--- Start ---

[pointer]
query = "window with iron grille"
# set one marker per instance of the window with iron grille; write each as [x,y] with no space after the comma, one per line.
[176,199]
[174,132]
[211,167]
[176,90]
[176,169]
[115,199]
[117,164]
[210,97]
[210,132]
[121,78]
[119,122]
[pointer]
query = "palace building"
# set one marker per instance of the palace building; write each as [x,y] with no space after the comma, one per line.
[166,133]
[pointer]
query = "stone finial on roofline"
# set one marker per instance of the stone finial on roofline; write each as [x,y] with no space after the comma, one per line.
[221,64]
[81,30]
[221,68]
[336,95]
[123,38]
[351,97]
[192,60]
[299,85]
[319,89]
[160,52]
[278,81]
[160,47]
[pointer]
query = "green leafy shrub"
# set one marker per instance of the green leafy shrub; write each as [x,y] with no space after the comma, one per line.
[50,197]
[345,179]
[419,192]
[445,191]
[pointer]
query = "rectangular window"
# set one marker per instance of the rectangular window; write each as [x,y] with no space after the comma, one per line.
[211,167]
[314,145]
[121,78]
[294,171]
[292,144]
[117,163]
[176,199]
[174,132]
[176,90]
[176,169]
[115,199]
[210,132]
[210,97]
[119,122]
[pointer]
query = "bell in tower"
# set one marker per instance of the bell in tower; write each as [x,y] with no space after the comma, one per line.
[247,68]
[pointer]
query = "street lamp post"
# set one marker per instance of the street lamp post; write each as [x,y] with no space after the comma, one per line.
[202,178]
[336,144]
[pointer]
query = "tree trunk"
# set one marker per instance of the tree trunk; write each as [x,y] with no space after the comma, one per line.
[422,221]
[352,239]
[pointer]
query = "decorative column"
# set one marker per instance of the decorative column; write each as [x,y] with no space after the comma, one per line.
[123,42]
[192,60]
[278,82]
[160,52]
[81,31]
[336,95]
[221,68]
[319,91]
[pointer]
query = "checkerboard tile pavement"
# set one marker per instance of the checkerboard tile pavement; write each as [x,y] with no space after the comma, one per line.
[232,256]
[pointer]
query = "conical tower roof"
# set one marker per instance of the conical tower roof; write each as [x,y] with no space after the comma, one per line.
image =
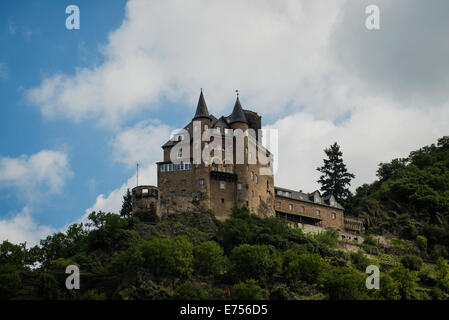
[201,109]
[237,114]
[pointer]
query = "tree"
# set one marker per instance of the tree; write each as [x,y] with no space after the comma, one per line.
[407,281]
[127,205]
[191,291]
[308,267]
[248,290]
[254,261]
[335,178]
[209,259]
[9,282]
[168,257]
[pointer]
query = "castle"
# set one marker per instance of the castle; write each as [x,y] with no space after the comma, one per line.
[233,170]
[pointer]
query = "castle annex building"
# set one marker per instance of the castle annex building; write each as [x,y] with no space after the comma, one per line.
[236,173]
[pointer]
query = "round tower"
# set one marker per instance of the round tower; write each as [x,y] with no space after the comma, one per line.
[239,125]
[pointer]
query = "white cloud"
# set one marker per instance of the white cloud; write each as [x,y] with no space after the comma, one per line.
[374,133]
[42,173]
[275,53]
[140,144]
[112,202]
[22,228]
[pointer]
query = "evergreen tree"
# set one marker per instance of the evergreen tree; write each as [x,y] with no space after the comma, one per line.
[127,205]
[335,178]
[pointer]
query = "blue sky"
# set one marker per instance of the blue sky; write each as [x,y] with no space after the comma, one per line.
[80,107]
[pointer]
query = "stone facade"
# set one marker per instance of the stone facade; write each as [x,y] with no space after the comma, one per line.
[221,183]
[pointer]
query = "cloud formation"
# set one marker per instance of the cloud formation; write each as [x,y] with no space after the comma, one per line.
[22,228]
[42,173]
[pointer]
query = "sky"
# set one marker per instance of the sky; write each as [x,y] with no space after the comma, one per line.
[79,108]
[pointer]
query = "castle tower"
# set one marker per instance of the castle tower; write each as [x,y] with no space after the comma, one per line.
[201,185]
[243,171]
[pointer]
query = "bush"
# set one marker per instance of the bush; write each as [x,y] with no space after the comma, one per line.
[126,260]
[254,261]
[360,261]
[47,286]
[421,242]
[345,284]
[93,294]
[308,267]
[412,262]
[328,238]
[248,290]
[9,282]
[407,281]
[191,291]
[168,257]
[209,259]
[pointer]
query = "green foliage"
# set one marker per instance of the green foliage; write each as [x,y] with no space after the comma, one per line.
[328,238]
[254,261]
[308,267]
[168,257]
[93,294]
[412,262]
[443,274]
[335,178]
[209,259]
[389,288]
[127,205]
[127,260]
[359,260]
[345,284]
[236,230]
[47,286]
[111,232]
[60,264]
[191,291]
[411,199]
[421,242]
[248,290]
[16,255]
[10,281]
[406,280]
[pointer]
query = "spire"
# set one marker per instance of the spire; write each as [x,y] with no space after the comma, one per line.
[237,114]
[201,109]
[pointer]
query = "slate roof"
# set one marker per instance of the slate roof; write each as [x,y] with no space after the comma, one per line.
[201,109]
[307,197]
[237,114]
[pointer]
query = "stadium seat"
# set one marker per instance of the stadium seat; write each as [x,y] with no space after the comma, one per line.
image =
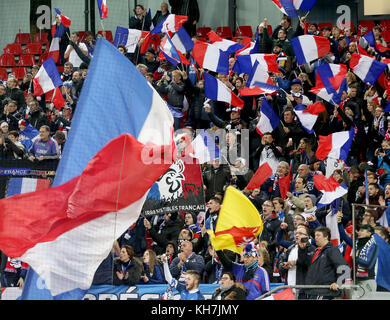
[41,37]
[7,60]
[22,38]
[108,35]
[13,48]
[3,74]
[244,31]
[33,48]
[26,60]
[19,72]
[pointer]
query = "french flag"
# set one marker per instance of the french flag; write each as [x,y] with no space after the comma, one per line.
[170,53]
[335,145]
[366,68]
[269,120]
[308,48]
[128,38]
[182,41]
[287,7]
[74,228]
[210,57]
[103,9]
[47,78]
[308,115]
[304,5]
[216,90]
[225,45]
[171,23]
[330,188]
[245,63]
[204,147]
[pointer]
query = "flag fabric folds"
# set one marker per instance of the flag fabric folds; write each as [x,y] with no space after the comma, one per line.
[239,222]
[308,48]
[216,90]
[335,145]
[74,229]
[210,57]
[47,78]
[103,9]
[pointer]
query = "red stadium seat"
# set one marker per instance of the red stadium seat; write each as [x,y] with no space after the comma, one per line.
[3,74]
[108,35]
[244,31]
[225,32]
[33,48]
[7,60]
[13,48]
[19,72]
[41,37]
[26,60]
[23,38]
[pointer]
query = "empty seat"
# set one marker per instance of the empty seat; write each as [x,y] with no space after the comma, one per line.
[225,32]
[22,38]
[33,48]
[13,48]
[7,60]
[244,31]
[26,60]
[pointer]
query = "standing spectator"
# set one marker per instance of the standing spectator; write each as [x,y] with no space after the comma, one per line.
[322,266]
[187,8]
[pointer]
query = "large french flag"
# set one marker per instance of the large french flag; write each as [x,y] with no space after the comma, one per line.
[330,188]
[269,120]
[308,48]
[225,45]
[308,115]
[47,78]
[100,186]
[128,38]
[286,7]
[182,41]
[211,57]
[103,9]
[171,23]
[366,68]
[216,90]
[204,147]
[335,145]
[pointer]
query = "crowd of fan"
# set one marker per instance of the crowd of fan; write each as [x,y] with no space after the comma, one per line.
[295,234]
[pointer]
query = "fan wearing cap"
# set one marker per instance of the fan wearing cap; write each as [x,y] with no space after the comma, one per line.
[254,277]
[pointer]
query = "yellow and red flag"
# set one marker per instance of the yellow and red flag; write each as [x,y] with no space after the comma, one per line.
[239,222]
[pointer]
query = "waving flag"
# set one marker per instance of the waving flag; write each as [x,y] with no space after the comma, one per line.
[269,120]
[204,147]
[103,9]
[47,78]
[308,115]
[171,23]
[330,188]
[171,54]
[261,175]
[366,68]
[216,90]
[64,248]
[286,7]
[335,145]
[182,41]
[239,222]
[305,5]
[308,48]
[225,45]
[210,57]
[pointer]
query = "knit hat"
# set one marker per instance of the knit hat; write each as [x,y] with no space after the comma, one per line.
[250,250]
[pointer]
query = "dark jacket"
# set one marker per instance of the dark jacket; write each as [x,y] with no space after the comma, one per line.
[323,270]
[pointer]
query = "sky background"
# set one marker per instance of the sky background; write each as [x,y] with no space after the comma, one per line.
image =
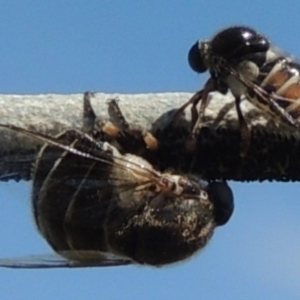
[138,47]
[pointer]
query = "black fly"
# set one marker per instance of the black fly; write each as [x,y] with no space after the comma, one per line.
[99,206]
[243,61]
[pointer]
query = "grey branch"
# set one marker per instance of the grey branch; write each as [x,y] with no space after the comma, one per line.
[273,154]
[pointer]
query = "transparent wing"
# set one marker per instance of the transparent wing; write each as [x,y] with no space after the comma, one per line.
[55,261]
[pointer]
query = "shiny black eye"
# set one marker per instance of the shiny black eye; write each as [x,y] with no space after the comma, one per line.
[196,60]
[237,42]
[222,197]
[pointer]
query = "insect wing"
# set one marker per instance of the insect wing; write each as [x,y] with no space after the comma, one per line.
[72,192]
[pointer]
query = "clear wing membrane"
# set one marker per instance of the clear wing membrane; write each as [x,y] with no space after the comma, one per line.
[52,261]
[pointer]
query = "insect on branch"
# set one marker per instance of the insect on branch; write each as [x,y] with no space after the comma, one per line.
[273,153]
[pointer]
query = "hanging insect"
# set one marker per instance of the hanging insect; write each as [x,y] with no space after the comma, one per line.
[96,206]
[243,61]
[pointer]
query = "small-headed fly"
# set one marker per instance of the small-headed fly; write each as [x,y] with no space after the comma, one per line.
[243,61]
[97,206]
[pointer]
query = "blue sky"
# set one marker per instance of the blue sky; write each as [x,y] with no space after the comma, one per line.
[136,47]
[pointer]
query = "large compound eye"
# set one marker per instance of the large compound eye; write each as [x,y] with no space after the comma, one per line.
[237,42]
[196,60]
[222,197]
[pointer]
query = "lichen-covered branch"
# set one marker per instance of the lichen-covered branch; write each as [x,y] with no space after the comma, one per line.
[273,153]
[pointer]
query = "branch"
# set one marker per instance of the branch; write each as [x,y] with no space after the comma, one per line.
[273,153]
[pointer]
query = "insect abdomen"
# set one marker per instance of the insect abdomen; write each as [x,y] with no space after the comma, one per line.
[280,79]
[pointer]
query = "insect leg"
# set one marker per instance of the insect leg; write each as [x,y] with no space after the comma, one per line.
[210,86]
[244,130]
[89,115]
[129,137]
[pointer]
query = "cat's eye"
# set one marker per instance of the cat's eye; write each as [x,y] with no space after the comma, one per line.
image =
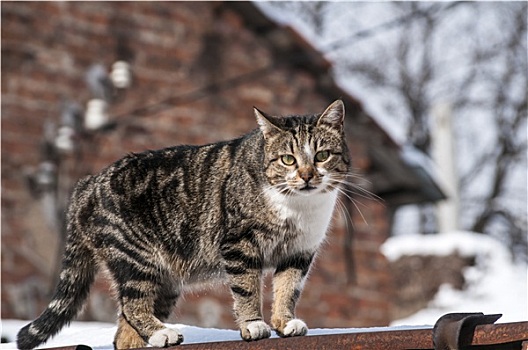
[287,159]
[322,156]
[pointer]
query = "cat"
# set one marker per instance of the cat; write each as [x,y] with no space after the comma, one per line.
[163,221]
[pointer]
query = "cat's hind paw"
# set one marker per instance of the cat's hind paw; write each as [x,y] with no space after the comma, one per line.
[165,337]
[255,330]
[293,328]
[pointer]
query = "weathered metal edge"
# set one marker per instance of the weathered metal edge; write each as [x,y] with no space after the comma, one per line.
[492,334]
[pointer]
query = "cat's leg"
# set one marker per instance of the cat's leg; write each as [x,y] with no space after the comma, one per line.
[244,271]
[140,304]
[288,282]
[126,336]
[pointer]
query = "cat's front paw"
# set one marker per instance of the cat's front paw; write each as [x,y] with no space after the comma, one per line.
[255,330]
[165,337]
[291,328]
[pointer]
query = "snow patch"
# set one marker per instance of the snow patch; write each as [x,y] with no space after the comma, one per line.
[494,285]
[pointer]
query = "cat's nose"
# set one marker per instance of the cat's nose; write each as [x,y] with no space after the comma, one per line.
[306,174]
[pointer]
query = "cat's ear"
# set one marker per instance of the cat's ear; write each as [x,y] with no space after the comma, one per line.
[334,115]
[266,125]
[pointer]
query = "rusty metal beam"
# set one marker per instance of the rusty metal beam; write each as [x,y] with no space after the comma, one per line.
[510,335]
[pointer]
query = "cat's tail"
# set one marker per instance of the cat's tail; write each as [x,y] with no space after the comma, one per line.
[76,277]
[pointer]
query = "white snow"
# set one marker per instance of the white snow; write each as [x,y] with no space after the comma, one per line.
[99,335]
[494,285]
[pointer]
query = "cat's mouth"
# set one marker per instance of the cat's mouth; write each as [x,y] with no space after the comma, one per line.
[308,188]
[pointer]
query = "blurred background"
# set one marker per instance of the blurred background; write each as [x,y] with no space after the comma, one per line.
[436,98]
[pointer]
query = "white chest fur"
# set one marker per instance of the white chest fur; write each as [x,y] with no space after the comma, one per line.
[310,214]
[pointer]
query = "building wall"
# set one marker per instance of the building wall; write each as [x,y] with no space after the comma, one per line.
[197,73]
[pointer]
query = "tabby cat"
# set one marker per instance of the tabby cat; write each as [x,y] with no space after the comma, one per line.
[163,221]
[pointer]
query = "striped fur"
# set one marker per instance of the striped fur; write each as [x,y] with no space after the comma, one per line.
[162,221]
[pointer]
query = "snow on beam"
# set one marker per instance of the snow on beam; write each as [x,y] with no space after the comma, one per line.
[501,336]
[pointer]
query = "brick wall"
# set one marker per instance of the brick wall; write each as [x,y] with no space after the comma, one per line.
[175,50]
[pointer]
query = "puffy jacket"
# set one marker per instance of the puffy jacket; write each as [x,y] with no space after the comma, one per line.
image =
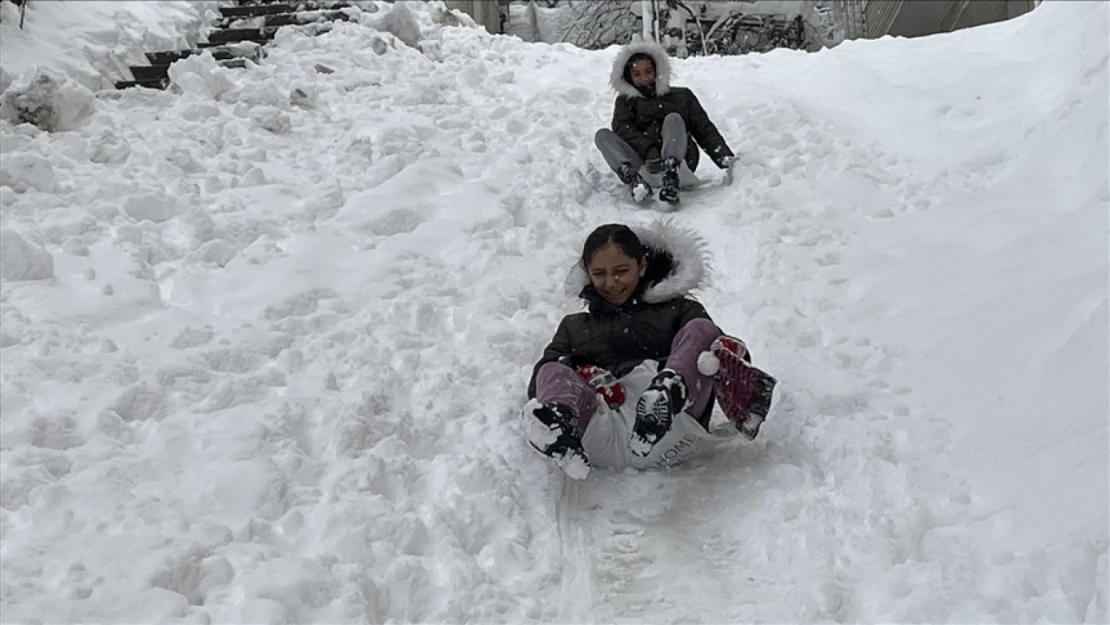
[621,338]
[638,114]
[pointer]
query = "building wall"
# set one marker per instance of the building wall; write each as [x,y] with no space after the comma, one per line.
[918,18]
[486,12]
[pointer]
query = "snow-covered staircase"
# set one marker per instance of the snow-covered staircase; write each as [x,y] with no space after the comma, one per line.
[239,36]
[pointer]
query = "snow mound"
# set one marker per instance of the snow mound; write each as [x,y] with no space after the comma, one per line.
[22,260]
[47,100]
[274,372]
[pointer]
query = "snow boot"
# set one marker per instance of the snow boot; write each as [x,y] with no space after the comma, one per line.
[669,190]
[637,188]
[656,409]
[553,431]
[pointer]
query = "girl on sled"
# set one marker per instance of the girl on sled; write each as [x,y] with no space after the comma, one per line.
[643,342]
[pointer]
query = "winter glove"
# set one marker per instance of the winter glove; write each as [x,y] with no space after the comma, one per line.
[602,381]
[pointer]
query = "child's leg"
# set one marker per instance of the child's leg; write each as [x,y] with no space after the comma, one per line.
[557,383]
[692,340]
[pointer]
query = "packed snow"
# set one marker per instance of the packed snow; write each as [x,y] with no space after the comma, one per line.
[265,336]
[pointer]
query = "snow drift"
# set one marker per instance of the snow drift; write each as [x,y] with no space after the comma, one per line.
[262,361]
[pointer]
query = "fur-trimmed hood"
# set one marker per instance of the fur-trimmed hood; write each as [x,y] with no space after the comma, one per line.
[618,77]
[677,264]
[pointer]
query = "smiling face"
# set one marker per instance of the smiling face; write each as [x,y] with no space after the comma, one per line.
[642,72]
[615,274]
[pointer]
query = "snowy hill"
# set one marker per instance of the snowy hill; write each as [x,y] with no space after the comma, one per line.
[262,360]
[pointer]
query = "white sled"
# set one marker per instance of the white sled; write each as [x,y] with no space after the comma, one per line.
[608,435]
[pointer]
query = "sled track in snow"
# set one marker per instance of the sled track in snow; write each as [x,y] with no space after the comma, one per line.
[577,583]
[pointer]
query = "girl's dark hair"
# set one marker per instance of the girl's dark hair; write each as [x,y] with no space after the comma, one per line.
[615,233]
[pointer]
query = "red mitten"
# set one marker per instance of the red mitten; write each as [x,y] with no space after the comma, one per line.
[744,392]
[602,381]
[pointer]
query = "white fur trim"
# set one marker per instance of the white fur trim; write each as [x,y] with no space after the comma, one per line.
[662,68]
[687,250]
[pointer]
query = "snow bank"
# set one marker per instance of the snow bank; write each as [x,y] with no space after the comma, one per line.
[274,370]
[998,288]
[93,42]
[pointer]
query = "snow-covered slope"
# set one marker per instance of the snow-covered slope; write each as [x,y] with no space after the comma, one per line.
[264,341]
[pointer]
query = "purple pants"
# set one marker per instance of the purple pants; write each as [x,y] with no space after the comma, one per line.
[558,383]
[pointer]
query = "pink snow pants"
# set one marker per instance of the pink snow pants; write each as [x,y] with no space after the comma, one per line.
[558,383]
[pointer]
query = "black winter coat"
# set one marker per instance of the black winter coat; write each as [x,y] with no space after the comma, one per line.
[637,116]
[621,338]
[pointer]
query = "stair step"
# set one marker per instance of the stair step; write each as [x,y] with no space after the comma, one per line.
[148,73]
[170,57]
[254,10]
[292,18]
[158,76]
[160,84]
[281,7]
[236,34]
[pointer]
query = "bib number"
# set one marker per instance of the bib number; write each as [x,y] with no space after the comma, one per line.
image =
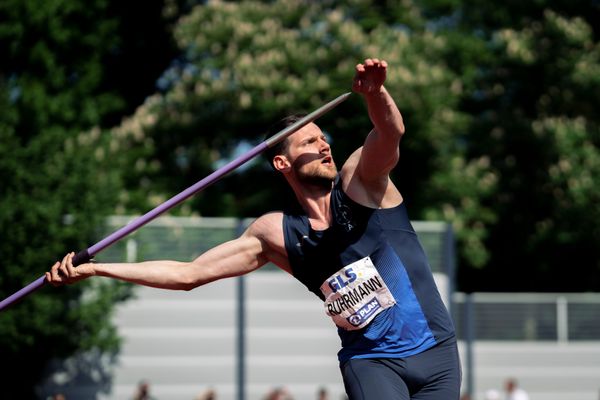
[355,295]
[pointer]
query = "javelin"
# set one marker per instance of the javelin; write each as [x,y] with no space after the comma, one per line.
[84,256]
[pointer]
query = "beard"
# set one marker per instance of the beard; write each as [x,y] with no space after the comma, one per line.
[320,177]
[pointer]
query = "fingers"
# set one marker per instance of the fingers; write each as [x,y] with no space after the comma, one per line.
[53,276]
[371,63]
[62,272]
[370,76]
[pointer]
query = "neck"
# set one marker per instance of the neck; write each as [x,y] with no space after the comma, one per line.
[315,200]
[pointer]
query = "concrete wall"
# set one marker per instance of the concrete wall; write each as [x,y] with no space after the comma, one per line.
[185,342]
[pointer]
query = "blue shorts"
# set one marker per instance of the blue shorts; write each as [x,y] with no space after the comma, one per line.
[432,375]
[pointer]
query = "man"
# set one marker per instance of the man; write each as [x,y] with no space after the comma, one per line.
[351,243]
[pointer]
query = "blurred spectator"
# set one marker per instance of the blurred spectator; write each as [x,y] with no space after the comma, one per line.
[513,392]
[208,394]
[143,392]
[322,394]
[279,393]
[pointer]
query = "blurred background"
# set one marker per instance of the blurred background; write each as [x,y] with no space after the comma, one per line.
[109,108]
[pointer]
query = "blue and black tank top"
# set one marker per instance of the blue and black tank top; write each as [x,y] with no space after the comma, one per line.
[372,273]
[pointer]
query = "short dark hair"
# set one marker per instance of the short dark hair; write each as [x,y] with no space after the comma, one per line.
[282,146]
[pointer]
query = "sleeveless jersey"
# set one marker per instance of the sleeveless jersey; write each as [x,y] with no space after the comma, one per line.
[372,273]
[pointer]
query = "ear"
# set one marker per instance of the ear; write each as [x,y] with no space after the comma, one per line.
[281,163]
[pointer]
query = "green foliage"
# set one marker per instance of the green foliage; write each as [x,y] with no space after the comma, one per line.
[57,86]
[532,101]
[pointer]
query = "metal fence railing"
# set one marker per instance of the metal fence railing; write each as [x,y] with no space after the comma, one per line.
[527,316]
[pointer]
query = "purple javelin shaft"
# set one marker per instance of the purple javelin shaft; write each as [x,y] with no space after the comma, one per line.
[175,200]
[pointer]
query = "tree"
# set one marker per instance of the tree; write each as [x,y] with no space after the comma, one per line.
[532,100]
[59,88]
[248,64]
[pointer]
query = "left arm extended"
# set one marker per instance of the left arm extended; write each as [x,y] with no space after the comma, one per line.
[380,152]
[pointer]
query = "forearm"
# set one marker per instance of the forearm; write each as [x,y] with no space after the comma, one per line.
[384,114]
[161,274]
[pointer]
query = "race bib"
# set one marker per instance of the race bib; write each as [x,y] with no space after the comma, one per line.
[356,294]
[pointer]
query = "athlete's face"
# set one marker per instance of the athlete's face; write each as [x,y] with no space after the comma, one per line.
[308,157]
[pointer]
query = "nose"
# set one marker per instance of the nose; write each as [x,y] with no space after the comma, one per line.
[324,146]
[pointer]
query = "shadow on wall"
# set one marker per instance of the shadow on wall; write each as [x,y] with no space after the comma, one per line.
[82,376]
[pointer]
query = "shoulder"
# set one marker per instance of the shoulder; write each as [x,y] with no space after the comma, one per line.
[268,228]
[374,193]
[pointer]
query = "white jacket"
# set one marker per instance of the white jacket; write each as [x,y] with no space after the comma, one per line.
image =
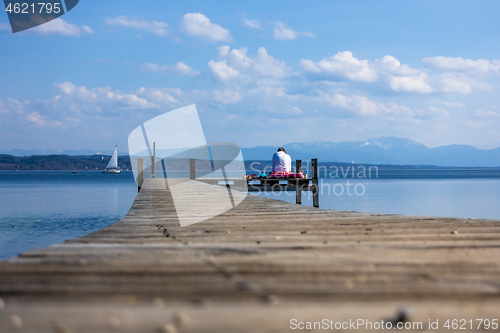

--- End ---

WHAT THE TASK REQUIRES: Pull out each line of the listing above that contains the word "white". Case counts.

EXERCISE RESPONSE:
query = "white cloud"
# set one marker per instance of the white cloud; write each as [x,y] with no space after the comma, one per line.
query = "white snow"
# set one marker per instance of the white snow; write each as [x,y] with no space after the comma, one per line.
query = "white chest fur"
# set one marker per instance of the white chest fur; write each as [x,y] with no space after the comma, one per line.
query = "white sled"
# set one marker per instance of the white sled; write each as [x,y] with no space after the comma, one per line.
query = "white fur trim"
# set one marker per instance of the white fur trim; write each as [x,y] with no space after the comma, one per line.
query = "white jacket"
# set one marker per instance of the white jacket; write each as [x,y] with no space after the comma, one per line.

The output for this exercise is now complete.